PROBLEM: Could you copy every record below exactly as it stands?
====== SUPPLIED ENTRIES ======
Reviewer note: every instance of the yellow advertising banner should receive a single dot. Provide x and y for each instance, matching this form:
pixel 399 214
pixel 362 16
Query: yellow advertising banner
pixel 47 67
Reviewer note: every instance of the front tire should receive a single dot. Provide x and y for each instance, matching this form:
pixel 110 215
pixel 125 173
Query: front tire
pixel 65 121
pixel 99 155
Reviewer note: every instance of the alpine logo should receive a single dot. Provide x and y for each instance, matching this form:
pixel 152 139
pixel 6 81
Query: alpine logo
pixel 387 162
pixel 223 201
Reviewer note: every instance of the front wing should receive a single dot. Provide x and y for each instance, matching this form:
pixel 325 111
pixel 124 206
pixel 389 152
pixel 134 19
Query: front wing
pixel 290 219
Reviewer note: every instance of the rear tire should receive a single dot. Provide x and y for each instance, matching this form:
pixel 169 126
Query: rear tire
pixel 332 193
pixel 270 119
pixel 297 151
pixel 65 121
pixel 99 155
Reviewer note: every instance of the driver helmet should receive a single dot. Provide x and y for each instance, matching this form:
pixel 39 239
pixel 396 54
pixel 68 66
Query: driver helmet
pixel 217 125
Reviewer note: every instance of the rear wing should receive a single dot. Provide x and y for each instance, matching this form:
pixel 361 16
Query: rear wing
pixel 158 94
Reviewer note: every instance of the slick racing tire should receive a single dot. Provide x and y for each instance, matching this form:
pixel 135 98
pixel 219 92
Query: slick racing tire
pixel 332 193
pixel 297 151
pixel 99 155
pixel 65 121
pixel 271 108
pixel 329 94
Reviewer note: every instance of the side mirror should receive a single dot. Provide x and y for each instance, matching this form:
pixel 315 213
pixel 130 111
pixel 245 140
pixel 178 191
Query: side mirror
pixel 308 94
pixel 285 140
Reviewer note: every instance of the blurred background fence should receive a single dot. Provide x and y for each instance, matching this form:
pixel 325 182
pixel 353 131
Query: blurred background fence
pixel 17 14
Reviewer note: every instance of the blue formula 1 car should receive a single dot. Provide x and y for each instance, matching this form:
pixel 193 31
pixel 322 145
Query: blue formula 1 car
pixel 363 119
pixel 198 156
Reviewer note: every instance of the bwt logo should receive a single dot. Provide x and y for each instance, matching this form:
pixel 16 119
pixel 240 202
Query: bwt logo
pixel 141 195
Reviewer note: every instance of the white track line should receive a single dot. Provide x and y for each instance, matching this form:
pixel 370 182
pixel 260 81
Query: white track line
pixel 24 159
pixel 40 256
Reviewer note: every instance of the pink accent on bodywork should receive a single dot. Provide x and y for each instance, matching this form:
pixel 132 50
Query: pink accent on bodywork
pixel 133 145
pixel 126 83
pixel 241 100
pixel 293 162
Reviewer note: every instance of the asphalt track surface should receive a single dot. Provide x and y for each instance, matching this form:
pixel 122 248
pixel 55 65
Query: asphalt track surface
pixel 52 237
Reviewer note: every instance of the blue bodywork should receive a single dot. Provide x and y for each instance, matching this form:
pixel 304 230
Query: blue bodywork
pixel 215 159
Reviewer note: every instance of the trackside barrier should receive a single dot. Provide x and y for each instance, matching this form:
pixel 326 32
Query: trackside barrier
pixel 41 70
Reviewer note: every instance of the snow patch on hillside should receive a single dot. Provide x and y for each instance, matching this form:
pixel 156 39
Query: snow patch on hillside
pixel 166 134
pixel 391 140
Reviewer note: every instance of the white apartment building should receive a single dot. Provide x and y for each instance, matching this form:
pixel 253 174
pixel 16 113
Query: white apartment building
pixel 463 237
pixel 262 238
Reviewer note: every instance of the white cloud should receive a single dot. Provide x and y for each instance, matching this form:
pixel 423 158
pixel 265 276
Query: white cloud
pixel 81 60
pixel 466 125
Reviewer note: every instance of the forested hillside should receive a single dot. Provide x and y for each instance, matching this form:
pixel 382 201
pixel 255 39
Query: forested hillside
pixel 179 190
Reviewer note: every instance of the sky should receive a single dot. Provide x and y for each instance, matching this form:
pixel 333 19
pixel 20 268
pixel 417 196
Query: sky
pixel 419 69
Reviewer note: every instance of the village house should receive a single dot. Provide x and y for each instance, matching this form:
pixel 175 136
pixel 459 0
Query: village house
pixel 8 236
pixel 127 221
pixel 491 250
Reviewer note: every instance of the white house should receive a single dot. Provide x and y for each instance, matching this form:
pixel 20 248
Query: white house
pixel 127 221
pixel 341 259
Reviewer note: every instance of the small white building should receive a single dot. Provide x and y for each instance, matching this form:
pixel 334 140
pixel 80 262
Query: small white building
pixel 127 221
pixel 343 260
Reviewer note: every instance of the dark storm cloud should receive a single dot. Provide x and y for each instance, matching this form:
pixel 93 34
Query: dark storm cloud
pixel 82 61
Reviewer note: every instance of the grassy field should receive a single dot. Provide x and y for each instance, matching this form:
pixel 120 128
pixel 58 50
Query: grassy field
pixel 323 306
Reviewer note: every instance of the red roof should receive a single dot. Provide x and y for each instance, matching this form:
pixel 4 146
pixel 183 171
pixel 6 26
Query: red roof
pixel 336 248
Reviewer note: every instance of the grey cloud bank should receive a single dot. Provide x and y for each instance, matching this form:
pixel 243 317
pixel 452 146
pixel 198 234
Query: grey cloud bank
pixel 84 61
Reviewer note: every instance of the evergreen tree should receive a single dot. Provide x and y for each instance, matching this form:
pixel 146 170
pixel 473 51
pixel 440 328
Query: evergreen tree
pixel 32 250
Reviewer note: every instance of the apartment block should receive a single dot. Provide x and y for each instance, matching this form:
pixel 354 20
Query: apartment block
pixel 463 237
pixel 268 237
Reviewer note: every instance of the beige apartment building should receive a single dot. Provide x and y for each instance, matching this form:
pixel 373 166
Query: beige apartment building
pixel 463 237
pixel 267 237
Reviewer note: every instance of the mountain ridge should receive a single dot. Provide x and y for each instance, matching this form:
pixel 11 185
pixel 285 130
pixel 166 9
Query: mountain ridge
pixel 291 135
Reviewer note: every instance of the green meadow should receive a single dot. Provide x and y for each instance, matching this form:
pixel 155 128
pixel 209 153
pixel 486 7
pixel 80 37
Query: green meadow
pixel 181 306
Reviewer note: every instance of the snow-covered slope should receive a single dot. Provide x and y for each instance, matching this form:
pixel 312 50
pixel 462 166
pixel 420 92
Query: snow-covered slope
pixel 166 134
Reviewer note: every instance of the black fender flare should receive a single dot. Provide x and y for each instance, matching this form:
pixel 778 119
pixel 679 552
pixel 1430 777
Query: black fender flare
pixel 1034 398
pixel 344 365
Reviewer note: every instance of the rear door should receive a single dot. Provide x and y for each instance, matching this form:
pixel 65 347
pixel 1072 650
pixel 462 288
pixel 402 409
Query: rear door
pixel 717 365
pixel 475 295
======
TASK RESULT:
Reviewer note: every instance of the yellow advertising banner should receive a single dot. Provide x and y for each instance, matching this form:
pixel 399 214
pixel 362 16
Query: yellow advertising banner
pixel 47 67
Reviewer note: every instance of the front tire should receive a single dot. Provide x and y for each instance, matching this form:
pixel 110 215
pixel 125 173
Query: front tire
pixel 65 121
pixel 99 155
Reviewer note: every instance of the alpine logo should receive a single dot. Provide x and y for each instance, matching this form:
pixel 152 139
pixel 6 81
Query: alpine logo
pixel 387 162
pixel 223 201
Reviewer note: every instance of the front wing should receive a single dot. Provide x and y for each instance, matching this form:
pixel 325 111
pixel 124 206
pixel 389 152
pixel 134 19
Query: front wing
pixel 290 219
Reviewer note: every instance of the rear tire should receive a single dot. Provide x and y for each instance, matching this form:
pixel 169 126
Query: rear tire
pixel 332 193
pixel 270 119
pixel 297 151
pixel 65 121
pixel 99 155
Reviewer note: every instance of the driver helmet should receive a single dot. Provide x and y for each instance, matching this form:
pixel 39 239
pixel 396 54
pixel 68 66
Query: driver helmet
pixel 217 125
Reviewer note: every instance of the rear wing should receive a single dot. Provide x and y for each instance, matching this form:
pixel 361 16
Query: rear wing
pixel 158 94
Reviewer note: every instance of the slick racing tire should receive a single dot. Provide x and y for each instance, matching this form:
pixel 135 98
pixel 219 92
Query: slick racing tire
pixel 332 193
pixel 297 151
pixel 99 155
pixel 65 121
pixel 271 108
pixel 329 94
Reviewer note: every instance of the side mirror should receive a single dot. Provide x and y for each instance, matching this form:
pixel 315 213
pixel 130 111
pixel 245 140
pixel 178 191
Query: side mirror
pixel 308 94
pixel 285 140
Reviewer note: every instance of the blurred background fence should receive a single dot. Provide x and y for each instance, matching this form:
pixel 325 182
pixel 353 131
Query: blurred background fence
pixel 17 14
Reviewer note: every instance of the blue formula 1 car should receive a single dot. Provide x and y for each instance, matching this form:
pixel 193 31
pixel 322 145
Query: blue formula 1 car
pixel 363 119
pixel 198 156
Reviewer note: every instance of the bwt logo should receive a single dot. Provide x and y for each instance, matching this form:
pixel 16 119
pixel 240 202
Query: bwt logo
pixel 141 195
Reviewer note: every instance of the white track line should receive a single dot. Provide x and y for each instance, matching this form:
pixel 370 182
pixel 260 81
Query: white track line
pixel 24 159
pixel 40 256
Reviewer note: every instance of the pink accent on bodywork should receive a single dot. Provide x and y for each instance, matching this form:
pixel 132 50
Query: pink accent on bodywork
pixel 133 145
pixel 126 83
pixel 241 100
pixel 293 162
Reviewer note: every instance of the asphalt track surface should receive a single dot. Provide x and y for each instance, matching this form:
pixel 122 248
pixel 55 65
Query: asphalt track surface
pixel 52 237
Reviewer note: every instance of the blue bodywork should receive a single dot. Provide x and y for each instance, matching this form:
pixel 304 230
Query: blue bodywork
pixel 215 159
Reviewer note: every instance of the trackside barrier should receive a single dot. Provide x and y for each instance, matching this form:
pixel 326 32
Query: trackside barrier
pixel 41 70
Reviewer note: every instance of the snow patch on hillside should receive a single dot. Provide x and y for each instance, matching this form:
pixel 156 39
Query: snow patch on hillside
pixel 166 134
pixel 391 140
Reviewer note: every instance of the white apartment building should receive a single dot. Provide x and y for each instance, matching this form:
pixel 253 174
pixel 16 113
Query: white apartment building
pixel 463 237
pixel 262 238
Reviewer note: every instance of the white cloud should receive a single dot. Provide x and y for each instance, matching this form:
pixel 423 158
pixel 265 276
Query: white cloud
pixel 81 60
pixel 466 125
Reviewer note: every instance of the forested hillside should receive a single dot. Provide x and y for each instance, matching this form:
pixel 382 201
pixel 255 39
Query: forested hillside
pixel 179 190
Reviewer note: every instance of the sky should receive a single dot. Provide x and y for each instance, matching this form:
pixel 333 19
pixel 20 268
pixel 417 196
Query: sky
pixel 419 69
Reviewer note: every instance of the village house should receive a single dot. Provide x and y for each instance, matching this form:
pixel 175 136
pixel 459 0
Query: village house
pixel 8 236
pixel 127 221
pixel 491 250
Reviewer note: every instance of the white house should receive a single dot. Provide x and y for each instance, matching this form:
pixel 20 248
Query: white house
pixel 127 221
pixel 341 259
Reviewer note: every instance of the small white building should receive a single dot. Provide x and y for each instance, matching this form:
pixel 334 140
pixel 80 262
Query: small white building
pixel 127 221
pixel 343 260
Reviewer note: every instance of the dark storm cloud should receive a single dot. Provide x and y for each instance, matching this form:
pixel 93 34
Query: dark storm cloud
pixel 82 61
Reviewer note: every instance of the grassy field should receive a single dot. Provide x and y for each instance, matching this form:
pixel 120 128
pixel 58 50
Query: grassy field
pixel 323 306
Reviewer note: every instance of the red roof should receive a single dot. Provide x and y for each instance, matching this form:
pixel 4 146
pixel 183 171
pixel 6 26
Query: red roof
pixel 336 248
Reviewer note: every instance of the grey cloud bank should receive a single dot. Provide x and y for each instance, matching this form:
pixel 243 317
pixel 452 146
pixel 198 234
Query: grey cloud bank
pixel 84 61
Reviewer note: every instance of the evergreen tree should receive a single dot. Provide x and y for each instance, matching this form:
pixel 146 170
pixel 473 51
pixel 440 328
Query: evergreen tree
pixel 32 250
Reviewer note: every instance of the apartment block should receive a single dot. Provide x and y for each instance, matching this form:
pixel 354 20
Query: apartment block
pixel 463 237
pixel 268 237
Reviewer note: every instance of the beige apartment building should receive a single dot. Provide x and y for each instance, matching this form:
pixel 373 166
Query: beige apartment building
pixel 463 237
pixel 267 237
Reviewer note: every instance of the mountain ridge should receive a single dot. Provide x and y for each instance, matching this form:
pixel 11 185
pixel 285 130
pixel 166 9
Query: mountain ridge
pixel 291 135
Reviewer note: every instance of the green meadow should receive a single dot. Provide x and y for each instance, matching this form:
pixel 155 128
pixel 209 153
pixel 486 7
pixel 80 37
Query: green meadow
pixel 181 306
Reviewer note: every instance of the snow-covered slope should receive a single dot. Provide x and y for each instance, matching this form:
pixel 312 50
pixel 462 166
pixel 420 92
Query: snow-covered slope
pixel 166 134
Reviewer note: every instance of the black fender flare should receive a single dot. Provide x and y for each instance, matching this form:
pixel 778 119
pixel 679 552
pixel 1430 777
Query: black fender flare
pixel 1034 398
pixel 344 365
Reviewer note: every instance of the rear door should receive a single dot. Provide x and y for each instance, matching this form:
pixel 65 347
pixel 1072 650
pixel 462 288
pixel 402 409
Query: rear door
pixel 717 365
pixel 475 295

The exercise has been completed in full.